James Adam Littlejohn (8 July 1910, Glasgow – 24 August 1989, Dundee) was a Scottish football player and manager.

Career
He won Scotland junior international caps before joining St Johnstone in 1934. He moved to Cowdenbeath in 1939, but signed for Dundee United under wartime conditions.

He was influential in the club's unexpected progress to the final of the Emergency War Cup at Hampden Park, when he led the side following an injury to captain Jerry Kerr (United lost 1–0 to Rangers). That was the only season he played for United, but he was invited to join the board in 1942 and after the abrupt departure of manager Jimmy Allan in October of that year, he was asked by fellow directors to take over. He remained in post for just over two years, a period in which United struggled in the North Eastern League as they found it difficult to attract the better players available during the unusual conditions of wartime. Littlejohn handed over the manager's job to one of his players, Charlie McGillivray, in November 1944, but remained a director.

- Material supplied:
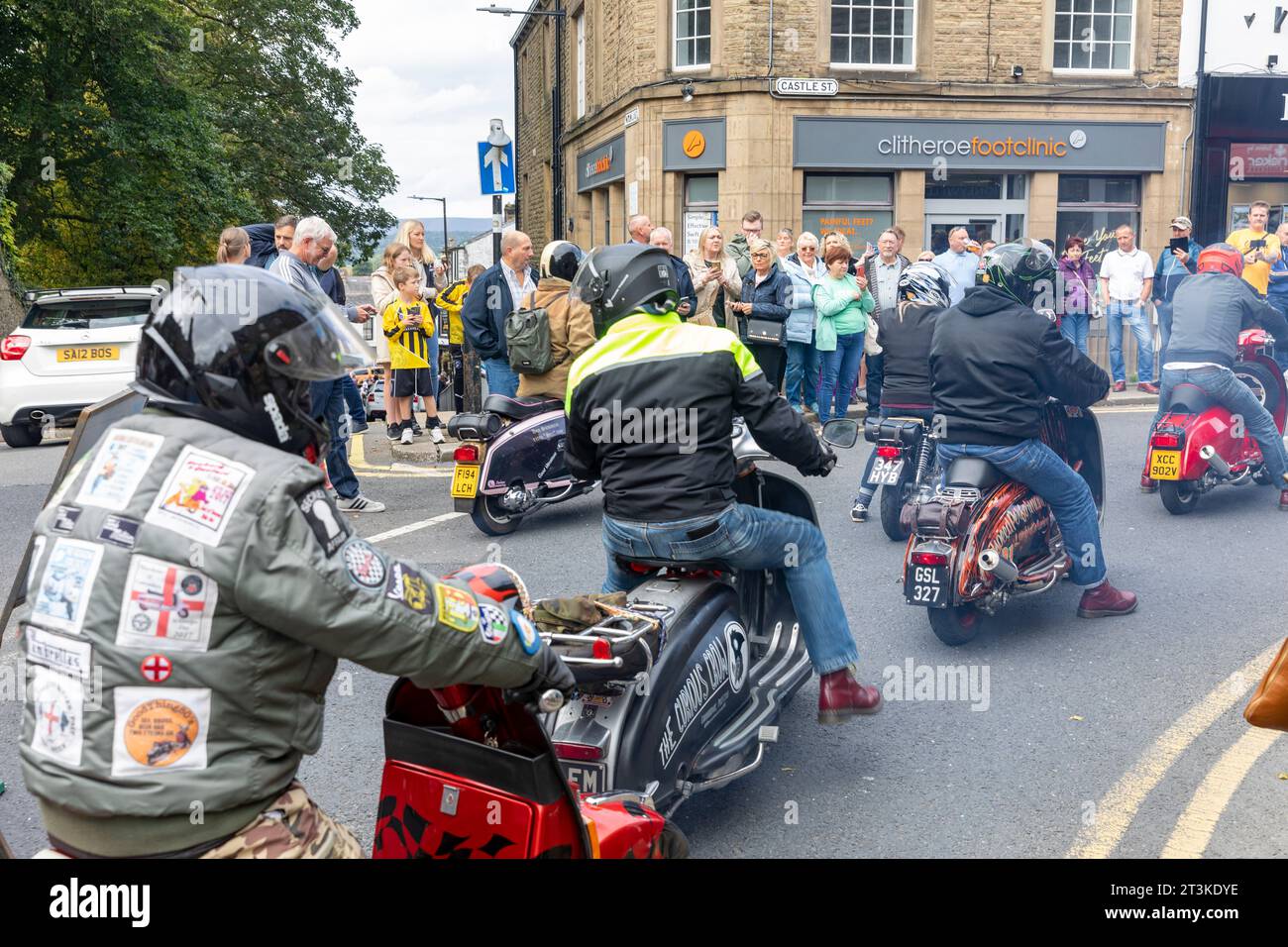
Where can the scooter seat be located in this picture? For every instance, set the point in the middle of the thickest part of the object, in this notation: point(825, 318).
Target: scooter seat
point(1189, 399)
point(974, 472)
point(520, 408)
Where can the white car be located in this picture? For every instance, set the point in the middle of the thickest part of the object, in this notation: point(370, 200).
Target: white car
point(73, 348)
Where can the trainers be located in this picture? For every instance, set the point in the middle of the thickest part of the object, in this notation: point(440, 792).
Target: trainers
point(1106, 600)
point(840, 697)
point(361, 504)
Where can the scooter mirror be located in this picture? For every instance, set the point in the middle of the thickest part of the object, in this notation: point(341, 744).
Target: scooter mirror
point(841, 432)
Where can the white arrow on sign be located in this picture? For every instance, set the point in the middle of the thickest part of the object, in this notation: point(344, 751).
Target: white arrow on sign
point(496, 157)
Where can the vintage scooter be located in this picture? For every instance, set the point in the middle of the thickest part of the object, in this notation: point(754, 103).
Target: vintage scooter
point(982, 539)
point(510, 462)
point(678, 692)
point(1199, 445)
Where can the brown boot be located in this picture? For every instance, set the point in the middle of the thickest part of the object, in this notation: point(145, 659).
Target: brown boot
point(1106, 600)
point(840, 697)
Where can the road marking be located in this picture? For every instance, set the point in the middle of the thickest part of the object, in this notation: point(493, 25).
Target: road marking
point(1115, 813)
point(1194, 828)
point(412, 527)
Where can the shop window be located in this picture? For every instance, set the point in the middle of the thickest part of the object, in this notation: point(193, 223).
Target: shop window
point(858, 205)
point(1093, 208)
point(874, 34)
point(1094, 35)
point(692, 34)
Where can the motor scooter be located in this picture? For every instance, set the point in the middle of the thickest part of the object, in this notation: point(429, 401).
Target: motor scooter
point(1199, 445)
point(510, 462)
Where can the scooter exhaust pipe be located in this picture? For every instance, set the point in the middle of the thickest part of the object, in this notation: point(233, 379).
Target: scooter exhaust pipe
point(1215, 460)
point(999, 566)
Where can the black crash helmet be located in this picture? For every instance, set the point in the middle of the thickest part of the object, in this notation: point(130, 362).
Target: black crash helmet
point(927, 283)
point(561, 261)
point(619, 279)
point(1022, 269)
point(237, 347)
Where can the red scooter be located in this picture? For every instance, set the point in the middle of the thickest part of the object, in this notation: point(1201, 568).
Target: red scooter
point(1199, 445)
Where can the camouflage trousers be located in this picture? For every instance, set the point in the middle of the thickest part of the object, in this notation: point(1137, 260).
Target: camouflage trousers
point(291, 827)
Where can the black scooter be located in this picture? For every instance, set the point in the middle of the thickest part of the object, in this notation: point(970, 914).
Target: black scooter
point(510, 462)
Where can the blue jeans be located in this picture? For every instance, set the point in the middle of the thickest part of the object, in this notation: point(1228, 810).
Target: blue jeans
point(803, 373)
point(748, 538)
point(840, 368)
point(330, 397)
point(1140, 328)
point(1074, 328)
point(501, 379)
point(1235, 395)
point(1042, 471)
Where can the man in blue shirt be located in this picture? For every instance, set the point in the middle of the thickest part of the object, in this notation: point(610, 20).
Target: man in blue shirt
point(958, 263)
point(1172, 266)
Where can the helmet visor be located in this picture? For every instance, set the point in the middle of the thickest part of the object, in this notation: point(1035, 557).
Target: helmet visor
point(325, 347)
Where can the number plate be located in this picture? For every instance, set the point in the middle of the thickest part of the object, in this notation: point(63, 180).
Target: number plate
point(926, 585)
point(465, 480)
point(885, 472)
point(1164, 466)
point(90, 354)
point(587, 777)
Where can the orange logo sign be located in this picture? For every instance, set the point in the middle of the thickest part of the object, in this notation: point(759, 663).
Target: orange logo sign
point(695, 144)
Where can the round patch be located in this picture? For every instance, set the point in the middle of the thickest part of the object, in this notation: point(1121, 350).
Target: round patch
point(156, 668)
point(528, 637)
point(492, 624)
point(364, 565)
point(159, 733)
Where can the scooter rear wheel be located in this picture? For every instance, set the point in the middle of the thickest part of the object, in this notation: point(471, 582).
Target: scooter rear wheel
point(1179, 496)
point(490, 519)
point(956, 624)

- Prompt 1:
Transcribe the part of the passage on James Adam Littlejohn starting at "He was influential" and ending at "remained a director.".
- Prompt 2:
Repeat word for word the lines of the records starting at the line that contains "Where can the man" and ending at the line that contains "point(695, 144)".
The records have no connection to the passage on James Adam Littlejohn.

- Complete response 1:
He was influential in the club's unexpected progress to the final of the Emergency War Cup at Hampden Park, when he led the side following an injury to captain Jerry Kerr (United lost 1–0 to Rangers). That was the only season he played for United, but he was invited to join the board in 1942 and after the abrupt departure of manager Jimmy Allan in October of that year, he was asked by fellow directors to take over. He remained in post for just over two years, a period in which United struggled in the North Eastern League as they found it difficult to attract the better players available during the unusual conditions of wartime. Littlejohn handed over the manager's job to one of his players, Charlie McGillivray, in November 1944, but remained a director.

- Complete response 2:
Where can the man in blue shirt be located in this picture? For every instance, set the point in the middle of the thickest part of the object, in this notation: point(610, 20).
Target: man in blue shirt
point(958, 263)
point(1172, 266)
Where can the helmet visor be located in this picture? For every instance, set the point in the middle of the thickest part of the object, in this notation: point(1035, 557).
Target: helmet visor
point(325, 347)
Where can the number plate be located in this picture? For every instance, set the point in the middle of the thickest part of the object, in this notation: point(63, 180).
Target: number plate
point(926, 585)
point(465, 480)
point(885, 472)
point(1164, 466)
point(90, 354)
point(587, 777)
Where can the orange logo sign be located in this picture? For every instance, set the point in the middle of the thickest part of the object, in this notation: point(759, 663).
Target: orange logo sign
point(695, 144)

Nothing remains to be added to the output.